Reproduce the listing below line for line, changing nothing.
►
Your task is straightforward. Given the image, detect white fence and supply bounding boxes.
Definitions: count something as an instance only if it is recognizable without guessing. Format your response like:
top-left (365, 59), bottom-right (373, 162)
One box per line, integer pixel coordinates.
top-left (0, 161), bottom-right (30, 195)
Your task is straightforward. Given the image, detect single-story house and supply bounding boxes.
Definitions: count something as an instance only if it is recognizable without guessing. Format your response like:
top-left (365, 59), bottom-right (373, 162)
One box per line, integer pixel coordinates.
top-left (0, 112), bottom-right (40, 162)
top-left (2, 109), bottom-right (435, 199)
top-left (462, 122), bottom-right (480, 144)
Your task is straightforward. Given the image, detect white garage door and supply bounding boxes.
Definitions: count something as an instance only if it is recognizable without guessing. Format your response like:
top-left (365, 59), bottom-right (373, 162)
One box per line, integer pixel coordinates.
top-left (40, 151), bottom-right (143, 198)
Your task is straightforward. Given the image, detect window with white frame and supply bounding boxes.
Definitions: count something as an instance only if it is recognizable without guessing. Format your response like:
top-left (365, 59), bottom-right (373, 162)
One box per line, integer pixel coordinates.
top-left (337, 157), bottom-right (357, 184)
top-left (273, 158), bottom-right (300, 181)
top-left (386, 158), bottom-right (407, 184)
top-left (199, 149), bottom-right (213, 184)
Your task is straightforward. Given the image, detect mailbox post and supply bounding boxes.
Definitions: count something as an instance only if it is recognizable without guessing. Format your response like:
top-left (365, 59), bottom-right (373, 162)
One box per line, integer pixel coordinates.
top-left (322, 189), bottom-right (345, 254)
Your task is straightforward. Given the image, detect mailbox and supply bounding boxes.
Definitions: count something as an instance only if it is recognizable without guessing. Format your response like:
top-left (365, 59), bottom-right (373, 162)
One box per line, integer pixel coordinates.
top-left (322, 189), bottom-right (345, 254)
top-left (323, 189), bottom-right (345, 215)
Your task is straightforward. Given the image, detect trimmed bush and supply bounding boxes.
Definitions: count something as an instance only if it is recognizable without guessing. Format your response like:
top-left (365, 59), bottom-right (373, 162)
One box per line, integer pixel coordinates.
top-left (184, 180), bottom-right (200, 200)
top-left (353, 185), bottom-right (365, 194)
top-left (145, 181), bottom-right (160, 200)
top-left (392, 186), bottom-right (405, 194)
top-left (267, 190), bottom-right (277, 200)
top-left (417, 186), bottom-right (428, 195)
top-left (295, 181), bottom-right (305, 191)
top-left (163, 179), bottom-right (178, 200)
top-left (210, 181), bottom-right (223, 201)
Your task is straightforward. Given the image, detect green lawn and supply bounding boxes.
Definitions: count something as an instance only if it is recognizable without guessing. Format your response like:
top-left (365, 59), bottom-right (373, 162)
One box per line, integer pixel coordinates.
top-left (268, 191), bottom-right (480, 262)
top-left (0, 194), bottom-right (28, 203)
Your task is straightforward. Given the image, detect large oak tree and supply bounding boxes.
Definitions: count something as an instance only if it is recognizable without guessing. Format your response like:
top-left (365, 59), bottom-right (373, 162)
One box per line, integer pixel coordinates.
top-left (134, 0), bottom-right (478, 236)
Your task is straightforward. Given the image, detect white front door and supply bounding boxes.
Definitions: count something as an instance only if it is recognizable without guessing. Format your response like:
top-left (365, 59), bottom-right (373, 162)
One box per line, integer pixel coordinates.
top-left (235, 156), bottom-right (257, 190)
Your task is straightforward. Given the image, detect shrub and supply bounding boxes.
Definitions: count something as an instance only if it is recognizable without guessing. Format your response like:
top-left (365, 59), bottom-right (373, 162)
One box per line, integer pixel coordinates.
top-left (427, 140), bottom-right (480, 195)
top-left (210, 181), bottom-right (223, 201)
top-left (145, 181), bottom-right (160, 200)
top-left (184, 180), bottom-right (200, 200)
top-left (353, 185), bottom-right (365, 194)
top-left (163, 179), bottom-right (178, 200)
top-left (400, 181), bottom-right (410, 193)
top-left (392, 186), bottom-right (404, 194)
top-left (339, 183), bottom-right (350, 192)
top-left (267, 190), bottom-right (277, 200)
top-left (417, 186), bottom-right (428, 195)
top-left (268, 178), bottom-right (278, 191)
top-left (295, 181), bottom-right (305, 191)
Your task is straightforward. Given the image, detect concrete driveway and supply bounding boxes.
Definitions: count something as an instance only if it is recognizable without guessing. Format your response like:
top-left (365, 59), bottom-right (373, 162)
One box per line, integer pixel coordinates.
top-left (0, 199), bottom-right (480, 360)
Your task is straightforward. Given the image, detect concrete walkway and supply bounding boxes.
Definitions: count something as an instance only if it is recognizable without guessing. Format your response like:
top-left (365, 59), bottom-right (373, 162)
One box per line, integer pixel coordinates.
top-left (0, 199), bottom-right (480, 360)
◄
▸ CORRECT RESULT:
Your task is straightforward. Given the image, detect white fence and supply bounding boxes.
Definitions: count something as an instance only if it is recognizable without guessing. Format your response like:
top-left (365, 59), bottom-right (373, 162)
One box per line, integer pixel coordinates.
top-left (0, 161), bottom-right (30, 195)
Your task is straightforward. Given the image, detect single-story house and supply bounding boxes.
Definitions: count something as an instance only if it is recognizable without guessing. Format your response like:
top-left (365, 59), bottom-right (373, 162)
One box per line, integer pixel coordinates.
top-left (0, 112), bottom-right (40, 162)
top-left (2, 109), bottom-right (435, 199)
top-left (462, 122), bottom-right (480, 144)
Your task is straightforward. Given the image, detect white garage door and supply bounding boxes.
Definitions: count something as an instance only if it is recognizable without guessing. Format your response like:
top-left (365, 59), bottom-right (373, 162)
One box per line, integer pixel coordinates.
top-left (40, 151), bottom-right (143, 198)
Your task is straightforward. Given the image, detect window with white frame and supply bounding boxes.
Definitions: count something as an instance only if it is recognizable without guessing. Format your response like:
top-left (365, 59), bottom-right (373, 162)
One box per line, integer pixel coordinates.
top-left (337, 157), bottom-right (357, 184)
top-left (273, 158), bottom-right (300, 181)
top-left (386, 158), bottom-right (407, 184)
top-left (199, 149), bottom-right (213, 184)
Your task is straightforward. Given the image, detect mailbox post and supply bounding boxes.
Definitions: count something as an instance only if it is recognizable without guessing. Format your response like:
top-left (365, 59), bottom-right (373, 162)
One box per line, integer pixel coordinates.
top-left (322, 189), bottom-right (345, 254)
Your task is straightforward. Given the image, detect mailbox and supply bounding boxes.
Definitions: count something as an instance only if it is recognizable without guessing. Format your response like:
top-left (365, 59), bottom-right (373, 162)
One box per line, integer pixel coordinates.
top-left (322, 189), bottom-right (345, 254)
top-left (323, 189), bottom-right (345, 215)
Your task is straightforward. Given the image, detect trimmed bush and supply bounding boxes.
Definitions: count something as an instance only if it is recognizable without guessing. Format your response like:
top-left (365, 59), bottom-right (373, 162)
One box per line, integer pixel coordinates.
top-left (184, 180), bottom-right (200, 200)
top-left (353, 185), bottom-right (365, 194)
top-left (145, 181), bottom-right (160, 200)
top-left (392, 186), bottom-right (405, 194)
top-left (267, 190), bottom-right (277, 200)
top-left (417, 186), bottom-right (428, 195)
top-left (295, 181), bottom-right (305, 191)
top-left (163, 179), bottom-right (178, 200)
top-left (210, 181), bottom-right (223, 201)
Your task is straightforward. Given the image, detect green lawn and supply bounding boxes.
Definitions: count something as an instance only if it is recognizable without guessing. Format your response like:
top-left (365, 59), bottom-right (373, 162)
One box per line, integer pixel coordinates.
top-left (268, 191), bottom-right (480, 262)
top-left (0, 194), bottom-right (28, 203)
Your task is straightforward. Given the image, detect large oak tree and supply bounding boxes.
Definitions: count something as an instance only if it is recognizable without guessing. Format your response like:
top-left (365, 59), bottom-right (373, 162)
One box per line, integer pixel coordinates.
top-left (134, 0), bottom-right (478, 236)
Your task is straightforward. Given the image, detect white front door and supply bounding boxes.
Definitions: count something as an instance only if it is recognizable without guessing. Format your response like:
top-left (365, 59), bottom-right (373, 162)
One box per line, integer pixel coordinates.
top-left (235, 156), bottom-right (257, 190)
Your task is straightforward. Given the image, detect shrub and supply bounding boxes.
Definitions: count something as an instance only if it is recognizable without guessing. Format your response like:
top-left (365, 59), bottom-right (373, 162)
One box per line, integer pixel coordinates.
top-left (427, 140), bottom-right (480, 195)
top-left (210, 181), bottom-right (223, 201)
top-left (145, 181), bottom-right (160, 200)
top-left (184, 180), bottom-right (200, 200)
top-left (353, 185), bottom-right (365, 194)
top-left (163, 179), bottom-right (178, 200)
top-left (400, 181), bottom-right (410, 193)
top-left (392, 186), bottom-right (404, 194)
top-left (339, 183), bottom-right (350, 192)
top-left (267, 190), bottom-right (277, 200)
top-left (417, 186), bottom-right (428, 195)
top-left (268, 178), bottom-right (278, 191)
top-left (295, 181), bottom-right (305, 191)
Your task is straightforward. Given the image, detect concrete driveway and supply bounding boxes.
Definitions: count something as an instance only if it is recognizable without guessing. Format your response like:
top-left (365, 59), bottom-right (373, 162)
One box per line, integer pixel coordinates.
top-left (0, 199), bottom-right (480, 360)
Your task is straightforward. Given the image, detect concrete walkway and supply bounding boxes.
Definitions: count something as an instance only if it is recognizable without guessing. Format your response like:
top-left (365, 59), bottom-right (373, 162)
One box per line, integer pixel coordinates.
top-left (0, 199), bottom-right (480, 360)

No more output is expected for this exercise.